> Excerpted passage
Compute work as described in Sec. \(24.4,\) but use the following equations for \(F(x)\) and \(\theta(x)\) $$\begin{array}{l} F(x)=1.6 x-0.045 x^{2} \\ \theta(x)=-0.00055 x^{3}+0.0123 x^{2}+0.13 x \end{array}$$ The force is in newtons and the angle is in radians. Perform the integration from \(x=0\) to \(30 \mathrm{m}\)

Short Answer

Expert verified
The total work done can be found by calculating the horizontal component of force, \(F_x(x)\), by using the given equations for \(F(x)\) and \(\theta(x)\), and then integrating \(F_x(x)\) from x = 0 to x = 30 meters: \[W = \int_{0}^{30} (1.6x - 0.045x^2) \cdot \cos(-0.00055x^3 + 0.0123x^2 + 0.13x) dx\] As the integral cannot be solved analytically, we must use numerical integration techniques or computational tools to obtain a definite value for the work done.

> Data listing
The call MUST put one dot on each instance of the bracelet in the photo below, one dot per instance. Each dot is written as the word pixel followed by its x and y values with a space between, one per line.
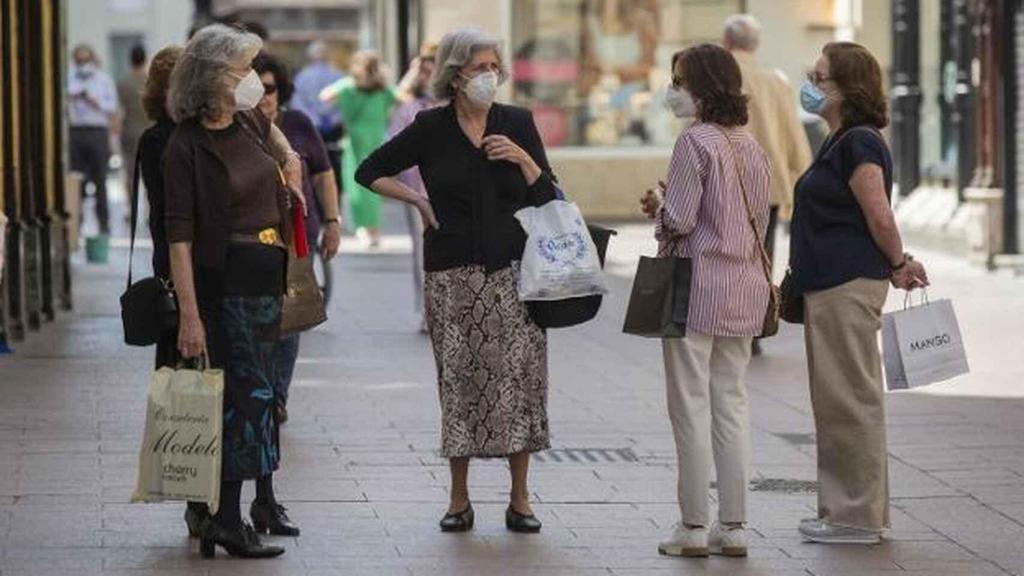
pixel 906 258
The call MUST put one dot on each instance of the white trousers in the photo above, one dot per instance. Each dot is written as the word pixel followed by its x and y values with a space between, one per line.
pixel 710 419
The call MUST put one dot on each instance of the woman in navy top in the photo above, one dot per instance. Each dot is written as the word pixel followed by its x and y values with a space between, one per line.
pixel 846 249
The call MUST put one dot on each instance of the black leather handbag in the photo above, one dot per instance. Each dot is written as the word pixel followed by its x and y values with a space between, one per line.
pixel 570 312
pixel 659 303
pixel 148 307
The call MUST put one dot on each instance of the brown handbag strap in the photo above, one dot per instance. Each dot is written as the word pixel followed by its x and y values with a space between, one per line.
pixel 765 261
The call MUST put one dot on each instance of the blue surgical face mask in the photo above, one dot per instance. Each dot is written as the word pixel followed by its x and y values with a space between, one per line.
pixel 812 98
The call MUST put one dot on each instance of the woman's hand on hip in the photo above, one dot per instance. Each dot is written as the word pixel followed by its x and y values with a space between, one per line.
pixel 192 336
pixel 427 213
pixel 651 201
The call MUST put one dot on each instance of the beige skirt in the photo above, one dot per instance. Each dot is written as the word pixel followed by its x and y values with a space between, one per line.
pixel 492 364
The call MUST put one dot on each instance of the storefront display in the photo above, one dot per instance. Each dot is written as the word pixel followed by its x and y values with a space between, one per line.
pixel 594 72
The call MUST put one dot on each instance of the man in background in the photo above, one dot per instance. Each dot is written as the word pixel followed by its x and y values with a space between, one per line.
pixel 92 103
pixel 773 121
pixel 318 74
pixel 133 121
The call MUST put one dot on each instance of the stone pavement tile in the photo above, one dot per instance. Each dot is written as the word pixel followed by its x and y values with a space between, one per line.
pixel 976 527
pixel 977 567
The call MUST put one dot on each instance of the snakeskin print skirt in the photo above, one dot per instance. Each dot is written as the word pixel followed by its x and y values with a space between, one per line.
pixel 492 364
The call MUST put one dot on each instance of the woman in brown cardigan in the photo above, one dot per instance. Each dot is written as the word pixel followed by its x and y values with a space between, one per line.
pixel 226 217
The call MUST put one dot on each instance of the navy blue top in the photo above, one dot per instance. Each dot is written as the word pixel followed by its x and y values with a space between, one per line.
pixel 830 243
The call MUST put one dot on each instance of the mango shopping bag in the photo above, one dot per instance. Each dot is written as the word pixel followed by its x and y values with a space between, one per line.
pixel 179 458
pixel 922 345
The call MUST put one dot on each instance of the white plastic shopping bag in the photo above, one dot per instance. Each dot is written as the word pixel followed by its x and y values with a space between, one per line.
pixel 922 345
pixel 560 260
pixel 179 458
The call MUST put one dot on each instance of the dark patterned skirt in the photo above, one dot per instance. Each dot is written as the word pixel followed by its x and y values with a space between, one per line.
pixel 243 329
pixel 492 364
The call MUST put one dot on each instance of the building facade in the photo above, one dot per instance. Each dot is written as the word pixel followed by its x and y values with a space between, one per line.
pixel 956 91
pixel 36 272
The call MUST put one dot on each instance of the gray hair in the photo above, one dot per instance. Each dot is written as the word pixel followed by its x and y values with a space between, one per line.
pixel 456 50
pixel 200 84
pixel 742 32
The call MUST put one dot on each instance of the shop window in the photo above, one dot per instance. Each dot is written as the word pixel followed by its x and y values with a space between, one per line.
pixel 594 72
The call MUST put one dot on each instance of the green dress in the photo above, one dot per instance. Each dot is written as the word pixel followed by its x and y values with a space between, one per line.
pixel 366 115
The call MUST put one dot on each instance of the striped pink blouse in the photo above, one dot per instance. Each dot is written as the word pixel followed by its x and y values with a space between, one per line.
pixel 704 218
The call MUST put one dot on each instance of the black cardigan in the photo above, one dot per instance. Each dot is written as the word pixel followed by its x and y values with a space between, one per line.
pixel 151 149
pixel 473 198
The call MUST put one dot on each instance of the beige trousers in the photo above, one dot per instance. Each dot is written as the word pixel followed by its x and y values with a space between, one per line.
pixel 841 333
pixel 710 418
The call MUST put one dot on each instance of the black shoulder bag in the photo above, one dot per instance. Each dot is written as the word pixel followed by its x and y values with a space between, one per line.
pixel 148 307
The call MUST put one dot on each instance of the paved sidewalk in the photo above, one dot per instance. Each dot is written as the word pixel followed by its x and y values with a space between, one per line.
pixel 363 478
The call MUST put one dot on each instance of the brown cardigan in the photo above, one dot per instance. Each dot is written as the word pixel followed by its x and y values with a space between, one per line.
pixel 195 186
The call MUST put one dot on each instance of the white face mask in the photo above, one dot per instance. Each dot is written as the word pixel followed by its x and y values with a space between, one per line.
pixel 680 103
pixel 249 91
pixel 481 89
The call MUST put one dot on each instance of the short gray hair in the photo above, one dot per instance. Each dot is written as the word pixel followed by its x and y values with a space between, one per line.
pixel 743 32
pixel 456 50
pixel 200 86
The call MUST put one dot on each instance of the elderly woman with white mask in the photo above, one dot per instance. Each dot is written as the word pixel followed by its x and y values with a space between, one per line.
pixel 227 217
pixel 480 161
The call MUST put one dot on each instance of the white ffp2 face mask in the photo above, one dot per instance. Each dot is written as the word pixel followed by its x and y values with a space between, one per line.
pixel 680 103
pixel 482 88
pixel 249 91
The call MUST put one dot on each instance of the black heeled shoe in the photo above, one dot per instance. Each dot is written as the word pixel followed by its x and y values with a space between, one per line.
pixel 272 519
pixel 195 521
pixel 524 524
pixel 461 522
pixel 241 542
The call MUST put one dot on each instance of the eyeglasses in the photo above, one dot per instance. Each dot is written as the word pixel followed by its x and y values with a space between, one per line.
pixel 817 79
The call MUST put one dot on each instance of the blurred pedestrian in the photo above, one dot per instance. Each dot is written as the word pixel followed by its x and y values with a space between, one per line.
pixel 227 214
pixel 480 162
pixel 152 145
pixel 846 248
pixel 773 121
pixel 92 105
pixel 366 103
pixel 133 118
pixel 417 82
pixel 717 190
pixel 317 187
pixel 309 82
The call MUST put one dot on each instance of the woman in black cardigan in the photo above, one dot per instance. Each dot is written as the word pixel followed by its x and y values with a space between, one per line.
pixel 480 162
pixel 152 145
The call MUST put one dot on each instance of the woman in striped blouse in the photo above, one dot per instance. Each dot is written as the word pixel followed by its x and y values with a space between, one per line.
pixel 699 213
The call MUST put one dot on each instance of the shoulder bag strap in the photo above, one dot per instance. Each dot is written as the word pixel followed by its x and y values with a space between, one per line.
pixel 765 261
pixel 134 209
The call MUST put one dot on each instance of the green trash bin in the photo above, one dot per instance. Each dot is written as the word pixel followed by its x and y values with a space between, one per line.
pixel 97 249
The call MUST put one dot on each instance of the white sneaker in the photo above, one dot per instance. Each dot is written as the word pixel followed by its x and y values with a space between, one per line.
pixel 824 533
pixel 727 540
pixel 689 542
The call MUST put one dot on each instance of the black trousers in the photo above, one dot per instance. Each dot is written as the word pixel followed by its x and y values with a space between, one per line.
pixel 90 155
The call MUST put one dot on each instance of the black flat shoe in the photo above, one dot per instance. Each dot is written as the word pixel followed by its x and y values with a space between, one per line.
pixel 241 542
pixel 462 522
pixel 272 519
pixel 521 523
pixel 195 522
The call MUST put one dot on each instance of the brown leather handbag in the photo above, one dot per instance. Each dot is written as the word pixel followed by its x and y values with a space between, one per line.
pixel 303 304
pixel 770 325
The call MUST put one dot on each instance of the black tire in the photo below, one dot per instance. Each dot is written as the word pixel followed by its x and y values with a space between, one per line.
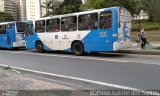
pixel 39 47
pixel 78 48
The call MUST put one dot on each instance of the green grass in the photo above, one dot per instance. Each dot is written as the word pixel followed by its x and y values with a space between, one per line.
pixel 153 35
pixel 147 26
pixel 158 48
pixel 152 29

> Written problem A
Please copy the part of the work-integral passage starting at "Expert verified" and ending at "the work done.".
> Written problem B
According to the work-integral passage, why must numerical integration techniques or computational tools be used to find the work done? Answer in one to three sentences.
The items are separate material, unrelated to the work-integral passage.

> Final result A
Expert verified
The total work done can be found by calculating the horizontal component of force, \(F_x(x)\), by using the given equations for \(F(x)\) and \(\theta(x)\), and then integrating \(F_x(x)\) from x = 0 to x = 30 meters: \[W = \int_{0}^{30} (1.6x - 0.045x^2) \cdot \cos(-0.00055x^3 + 0.0123x^2 + 0.13x) dx\] As the integral cannot be solved analytically, we must use numerical integration techniques or computational tools to obtain a definite value for the work done.

> Final result B
The integral of (1.6x − 0.045x²) multiplied by the cosine of (−0.00055x³ + 0.0123x² + 0.13x) from x = 0 to 30 meters cannot be solved analytically. Numerical methods or computational tools are therefore needed to get a definite value for the work.